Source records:
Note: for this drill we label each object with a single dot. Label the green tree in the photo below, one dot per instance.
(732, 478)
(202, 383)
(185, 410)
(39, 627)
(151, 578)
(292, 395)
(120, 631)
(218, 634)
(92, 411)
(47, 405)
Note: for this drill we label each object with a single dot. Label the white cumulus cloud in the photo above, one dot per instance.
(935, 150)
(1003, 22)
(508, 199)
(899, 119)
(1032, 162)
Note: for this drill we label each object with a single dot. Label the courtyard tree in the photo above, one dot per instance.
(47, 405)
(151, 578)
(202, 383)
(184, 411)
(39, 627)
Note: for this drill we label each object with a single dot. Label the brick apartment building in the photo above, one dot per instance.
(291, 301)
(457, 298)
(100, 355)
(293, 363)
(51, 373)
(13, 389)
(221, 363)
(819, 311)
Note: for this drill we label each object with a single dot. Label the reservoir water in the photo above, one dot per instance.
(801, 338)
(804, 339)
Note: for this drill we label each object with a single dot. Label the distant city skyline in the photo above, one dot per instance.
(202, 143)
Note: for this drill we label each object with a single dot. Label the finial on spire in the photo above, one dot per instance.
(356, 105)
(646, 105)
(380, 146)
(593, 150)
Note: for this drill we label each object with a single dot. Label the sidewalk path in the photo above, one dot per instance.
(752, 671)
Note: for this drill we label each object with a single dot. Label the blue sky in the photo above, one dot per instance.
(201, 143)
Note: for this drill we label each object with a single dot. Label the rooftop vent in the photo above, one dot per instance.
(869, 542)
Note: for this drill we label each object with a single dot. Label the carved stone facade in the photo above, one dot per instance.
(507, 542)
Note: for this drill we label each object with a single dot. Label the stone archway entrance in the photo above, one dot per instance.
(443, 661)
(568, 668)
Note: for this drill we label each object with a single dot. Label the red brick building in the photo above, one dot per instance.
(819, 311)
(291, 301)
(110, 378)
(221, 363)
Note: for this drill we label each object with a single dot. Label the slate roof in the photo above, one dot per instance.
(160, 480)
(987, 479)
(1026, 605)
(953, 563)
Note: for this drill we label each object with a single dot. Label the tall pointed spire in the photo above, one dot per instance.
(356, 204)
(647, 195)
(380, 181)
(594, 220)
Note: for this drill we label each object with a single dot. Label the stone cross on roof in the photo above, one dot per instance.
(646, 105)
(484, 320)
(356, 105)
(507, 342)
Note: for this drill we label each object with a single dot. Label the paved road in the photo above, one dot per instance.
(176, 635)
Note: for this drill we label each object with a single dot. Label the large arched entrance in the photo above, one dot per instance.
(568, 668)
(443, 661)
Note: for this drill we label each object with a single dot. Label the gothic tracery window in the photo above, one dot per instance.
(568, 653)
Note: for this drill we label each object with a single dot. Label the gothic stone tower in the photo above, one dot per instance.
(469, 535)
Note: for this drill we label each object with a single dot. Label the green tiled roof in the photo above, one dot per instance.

§ **WORK TO COMPLETE**:
Could you repeat every one of the records above word for word, from the first to the last?

§ **RESULT FOR THIS TASK**:
Note: for this drill we label each object with a single dot. Label the green tree in the photo below, one dot per instance.
(732, 478)
(202, 383)
(185, 410)
(39, 627)
(151, 578)
(292, 395)
(120, 631)
(218, 634)
(92, 411)
(47, 405)
Note: for this drill we label each object with a single dot. Label the white cumulus cloud in the photo above, one dot per instance.
(935, 150)
(1003, 22)
(508, 199)
(899, 119)
(1032, 162)
Note: for this drill we label each object with a single dot. Label the courtyard tree in the photo above, one dot per instance.
(47, 405)
(151, 578)
(202, 383)
(184, 411)
(39, 627)
Note: for this drill we label each object with a single dot. Label the brick apartment building in the photo above, one dot per instance.
(291, 301)
(457, 298)
(100, 355)
(293, 363)
(51, 373)
(13, 389)
(221, 363)
(819, 311)
Note: for this drill we label each object with a single dot. Label the reservoir water in the photo above, one dot per instance.
(801, 338)
(804, 339)
Note: for this drill we label each object with a single dot. Label the distant city skyline in the photo above, one dot per instance.
(202, 143)
Note: for this drill we label each object with a single dot. Label the finial on spire in the photo above, one dot per instance.
(356, 105)
(646, 105)
(380, 146)
(593, 150)
Note: for this drill we label each object with a single dot. Label the sidewalk path in the photo above, one dot per instance.
(752, 671)
Note: for this drill we label each object with a single dot. Label the blue sky in the photo above, one dot per instance.
(201, 143)
Note: for this drill we label each object with a single dot. Label the rooftop vent in the photo above, one dot per instance.
(869, 542)
Note: for this drill we label each object with a single dot. Label the carved stone facade in the photo above, one dot per instance.
(507, 542)
Note: for this drill we label each object with a single dot. Label the stone archway entrance in the photo above, one dot per instance.
(443, 661)
(568, 668)
Note: for this drill we label each object with a single dot. Label the red brick building in the photo above, one dot per instance.
(819, 311)
(291, 301)
(110, 378)
(221, 363)
Note: for this drill we label each object with a single dot. Label the slate roof in the photo above, one dot per instance.
(160, 480)
(987, 479)
(1026, 605)
(953, 563)
Note: for this drill we label each object with a single dot. Label the tall pointed spire in the photo above, one dot per instance.
(356, 204)
(647, 195)
(380, 181)
(594, 220)
Note: for this drill we label each object with a single dot. Label the stone cross on roof in the photo above, one dot per instance.
(646, 105)
(484, 320)
(356, 105)
(507, 342)
Note: for this drill we label each object with a single dot. Label the paved road in the photo above, one dot per instance.
(176, 635)
Note: for this drill we label each object with a single dot. Label the large arched entrance in the photo above, one dot per instance.
(568, 668)
(443, 661)
Note: for this drill we label each object with a single dot. Label the gothic tracery window in the photo above, one dot per instance.
(568, 653)
Note: for this drill we label each object with a single dot. Label the gothic stone tower in the photo above, one dot per instance.
(469, 535)
Note: for this drill we label each object with a single dot. Label the green tiled roof in the photo above, one dot per instance.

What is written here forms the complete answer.